*** Opening of Supplied material ***

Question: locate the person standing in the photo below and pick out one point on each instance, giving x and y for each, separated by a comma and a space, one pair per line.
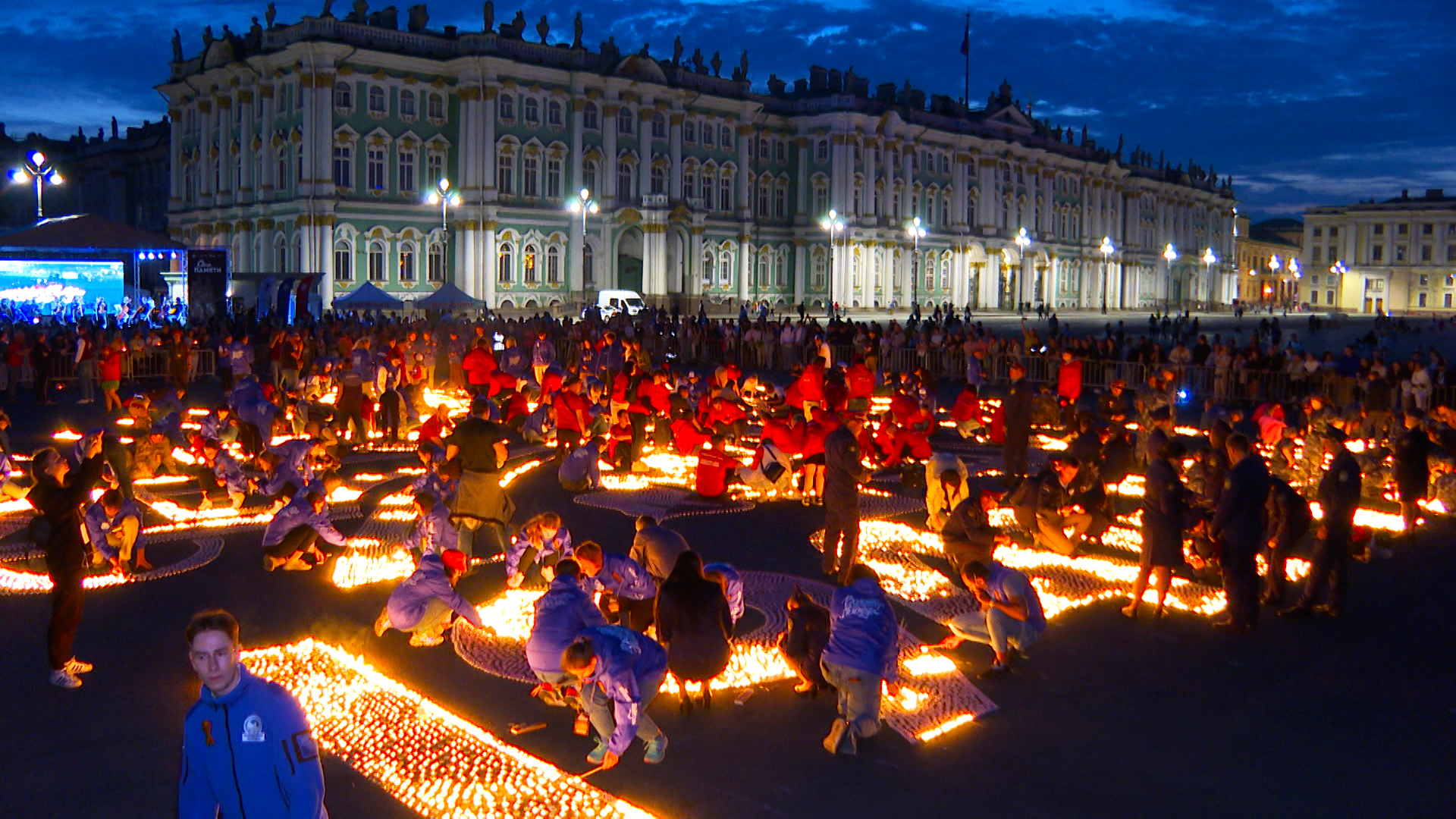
1338, 496
1165, 515
57, 497
482, 507
1238, 525
843, 472
1017, 422
620, 673
862, 651
246, 745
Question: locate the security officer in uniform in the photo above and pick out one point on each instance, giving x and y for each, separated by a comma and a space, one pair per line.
1017, 417
843, 472
1238, 525
1338, 496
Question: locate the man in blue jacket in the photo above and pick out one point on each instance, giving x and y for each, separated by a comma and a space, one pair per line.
422, 604
864, 649
561, 615
629, 592
291, 538
246, 745
620, 670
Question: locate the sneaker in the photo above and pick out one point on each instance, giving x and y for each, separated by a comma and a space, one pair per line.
655, 749
76, 667
599, 754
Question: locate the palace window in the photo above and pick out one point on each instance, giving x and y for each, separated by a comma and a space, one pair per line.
343, 167
376, 261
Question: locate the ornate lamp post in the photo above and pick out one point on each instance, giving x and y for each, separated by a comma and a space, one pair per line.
582, 205
1107, 249
833, 223
1171, 254
1022, 241
916, 234
41, 172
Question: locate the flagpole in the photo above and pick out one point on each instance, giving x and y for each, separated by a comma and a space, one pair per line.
967, 60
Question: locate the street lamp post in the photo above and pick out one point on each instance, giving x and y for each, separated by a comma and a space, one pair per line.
582, 205
833, 223
36, 169
1107, 253
1209, 260
916, 234
1171, 254
1022, 241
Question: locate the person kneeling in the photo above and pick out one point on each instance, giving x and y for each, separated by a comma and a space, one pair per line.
620, 672
1009, 617
424, 602
291, 537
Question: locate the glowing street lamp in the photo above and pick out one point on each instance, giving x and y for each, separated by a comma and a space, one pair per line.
1171, 254
444, 199
1107, 249
1022, 241
833, 223
916, 234
36, 169
582, 205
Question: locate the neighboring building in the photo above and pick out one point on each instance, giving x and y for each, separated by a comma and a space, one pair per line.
1394, 257
1270, 265
313, 156
123, 178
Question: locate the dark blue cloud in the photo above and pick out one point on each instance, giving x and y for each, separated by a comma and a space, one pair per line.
1304, 101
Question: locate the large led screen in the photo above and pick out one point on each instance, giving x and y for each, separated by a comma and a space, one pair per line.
50, 283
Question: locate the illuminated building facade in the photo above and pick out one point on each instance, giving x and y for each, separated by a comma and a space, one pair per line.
1398, 256
308, 149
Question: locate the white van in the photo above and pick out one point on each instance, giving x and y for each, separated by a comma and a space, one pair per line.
612, 302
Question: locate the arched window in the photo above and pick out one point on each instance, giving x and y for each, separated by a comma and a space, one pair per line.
529, 275
376, 261
504, 262
625, 180
406, 261
343, 261
437, 261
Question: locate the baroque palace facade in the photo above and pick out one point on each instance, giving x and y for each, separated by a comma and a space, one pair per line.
309, 149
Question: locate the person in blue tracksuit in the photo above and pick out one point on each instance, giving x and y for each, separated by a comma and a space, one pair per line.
433, 532
727, 576
620, 670
291, 538
561, 615
864, 648
424, 602
628, 591
248, 751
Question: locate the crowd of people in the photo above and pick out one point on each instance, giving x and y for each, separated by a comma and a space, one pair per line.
610, 626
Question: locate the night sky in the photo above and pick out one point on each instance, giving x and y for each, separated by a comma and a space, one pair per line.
1304, 102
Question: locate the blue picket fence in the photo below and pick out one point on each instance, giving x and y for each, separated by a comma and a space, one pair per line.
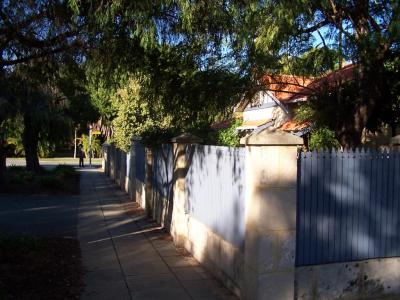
215, 190
348, 206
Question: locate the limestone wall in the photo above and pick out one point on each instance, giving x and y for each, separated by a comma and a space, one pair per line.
220, 257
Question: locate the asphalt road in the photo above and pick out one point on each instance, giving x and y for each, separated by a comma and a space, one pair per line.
39, 215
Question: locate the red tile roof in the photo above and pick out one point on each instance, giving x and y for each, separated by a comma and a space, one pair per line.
293, 125
290, 88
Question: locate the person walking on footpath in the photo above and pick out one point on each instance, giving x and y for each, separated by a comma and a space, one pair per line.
81, 155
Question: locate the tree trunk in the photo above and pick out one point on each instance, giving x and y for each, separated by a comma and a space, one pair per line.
31, 141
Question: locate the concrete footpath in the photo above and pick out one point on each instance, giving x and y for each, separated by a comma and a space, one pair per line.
125, 257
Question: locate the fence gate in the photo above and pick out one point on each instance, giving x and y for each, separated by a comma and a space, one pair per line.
348, 206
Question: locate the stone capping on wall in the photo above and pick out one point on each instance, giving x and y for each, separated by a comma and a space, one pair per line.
187, 138
270, 137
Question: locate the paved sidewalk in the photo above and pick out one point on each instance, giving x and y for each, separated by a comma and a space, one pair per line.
125, 258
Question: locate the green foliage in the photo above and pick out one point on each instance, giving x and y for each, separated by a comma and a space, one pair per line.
229, 136
323, 138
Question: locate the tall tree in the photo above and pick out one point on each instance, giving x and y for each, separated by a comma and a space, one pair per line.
365, 32
35, 30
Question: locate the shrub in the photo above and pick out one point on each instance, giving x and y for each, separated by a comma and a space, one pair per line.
229, 136
323, 138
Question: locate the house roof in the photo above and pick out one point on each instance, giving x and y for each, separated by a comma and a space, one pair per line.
284, 87
293, 125
287, 88
253, 124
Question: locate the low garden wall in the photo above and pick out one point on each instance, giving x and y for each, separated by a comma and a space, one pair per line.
254, 215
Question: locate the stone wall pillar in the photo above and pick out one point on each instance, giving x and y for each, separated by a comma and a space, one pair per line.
270, 242
148, 181
181, 148
132, 169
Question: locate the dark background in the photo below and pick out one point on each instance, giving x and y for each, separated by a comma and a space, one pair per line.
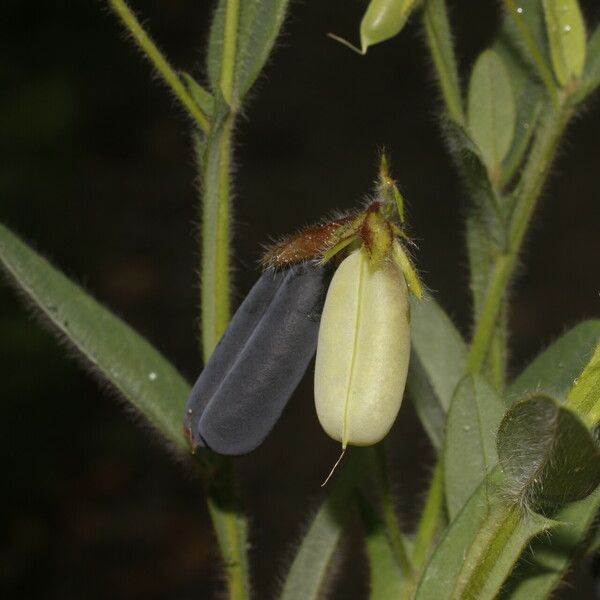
97, 171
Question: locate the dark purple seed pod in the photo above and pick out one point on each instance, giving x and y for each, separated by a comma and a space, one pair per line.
257, 365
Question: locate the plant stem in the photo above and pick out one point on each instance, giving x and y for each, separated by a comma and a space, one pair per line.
161, 64
430, 517
532, 46
390, 518
215, 269
225, 509
439, 40
530, 188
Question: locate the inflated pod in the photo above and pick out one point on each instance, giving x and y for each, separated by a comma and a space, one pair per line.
363, 350
248, 380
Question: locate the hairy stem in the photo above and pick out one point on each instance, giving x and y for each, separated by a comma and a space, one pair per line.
390, 518
531, 185
224, 506
532, 46
215, 267
430, 517
439, 39
160, 63
231, 529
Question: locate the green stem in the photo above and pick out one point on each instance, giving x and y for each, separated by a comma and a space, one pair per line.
215, 268
532, 47
430, 517
390, 518
532, 182
230, 49
230, 527
439, 40
161, 64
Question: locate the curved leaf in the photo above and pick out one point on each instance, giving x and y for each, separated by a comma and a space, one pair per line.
258, 24
547, 559
112, 349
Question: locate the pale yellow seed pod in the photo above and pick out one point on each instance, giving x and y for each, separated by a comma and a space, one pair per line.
363, 350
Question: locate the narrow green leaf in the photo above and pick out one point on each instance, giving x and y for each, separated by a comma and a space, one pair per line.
437, 362
383, 20
110, 347
485, 202
385, 576
432, 518
259, 23
554, 371
470, 445
548, 558
201, 96
567, 38
528, 101
524, 32
439, 38
481, 546
584, 398
591, 73
310, 571
548, 455
491, 109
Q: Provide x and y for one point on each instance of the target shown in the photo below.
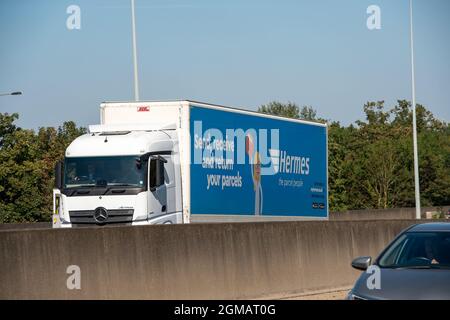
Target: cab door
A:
(157, 200)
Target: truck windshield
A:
(123, 171)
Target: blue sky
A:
(236, 53)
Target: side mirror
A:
(58, 175)
(361, 263)
(156, 172)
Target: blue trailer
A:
(248, 166)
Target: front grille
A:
(115, 216)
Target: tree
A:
(26, 173)
(370, 165)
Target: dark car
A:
(415, 266)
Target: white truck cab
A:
(185, 161)
(123, 171)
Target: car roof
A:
(430, 226)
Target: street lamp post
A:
(413, 87)
(15, 93)
(136, 84)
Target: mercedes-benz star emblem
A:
(100, 215)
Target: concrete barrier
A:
(196, 261)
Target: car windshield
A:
(418, 250)
(103, 172)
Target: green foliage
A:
(27, 163)
(370, 165)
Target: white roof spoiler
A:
(99, 128)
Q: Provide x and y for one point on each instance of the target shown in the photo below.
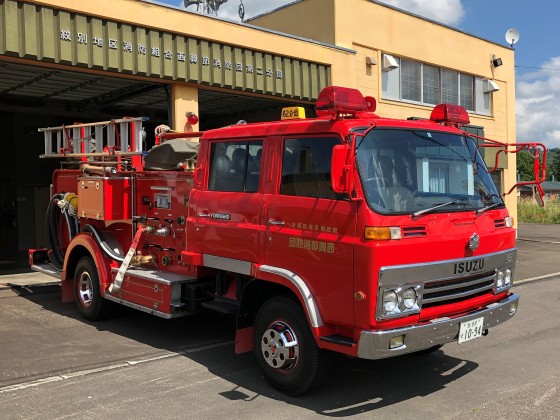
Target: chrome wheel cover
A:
(85, 289)
(279, 346)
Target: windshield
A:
(417, 172)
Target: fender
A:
(84, 240)
(298, 285)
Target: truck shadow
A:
(354, 386)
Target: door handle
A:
(276, 222)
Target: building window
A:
(410, 81)
(449, 87)
(466, 91)
(431, 85)
(306, 167)
(413, 81)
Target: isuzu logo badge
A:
(474, 241)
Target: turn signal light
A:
(382, 233)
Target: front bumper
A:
(375, 344)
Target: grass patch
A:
(529, 212)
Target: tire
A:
(285, 348)
(87, 293)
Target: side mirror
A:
(342, 170)
(538, 193)
(198, 176)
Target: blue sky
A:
(537, 55)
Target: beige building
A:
(63, 61)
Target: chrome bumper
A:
(375, 344)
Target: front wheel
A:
(285, 348)
(87, 292)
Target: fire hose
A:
(117, 283)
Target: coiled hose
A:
(103, 244)
(52, 221)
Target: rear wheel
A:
(91, 303)
(285, 348)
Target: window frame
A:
(467, 88)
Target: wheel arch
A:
(82, 245)
(273, 282)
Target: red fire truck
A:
(348, 233)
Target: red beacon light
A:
(448, 114)
(336, 101)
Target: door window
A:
(306, 167)
(235, 166)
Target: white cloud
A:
(449, 12)
(538, 105)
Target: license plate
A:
(469, 330)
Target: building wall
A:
(372, 29)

*** Close of Supplied material ***

### What needs to be done
Collect the lines of the data that carry the word "windshield".

### Written answer
Target: truck windshield
Target: car windshield
Target: windshield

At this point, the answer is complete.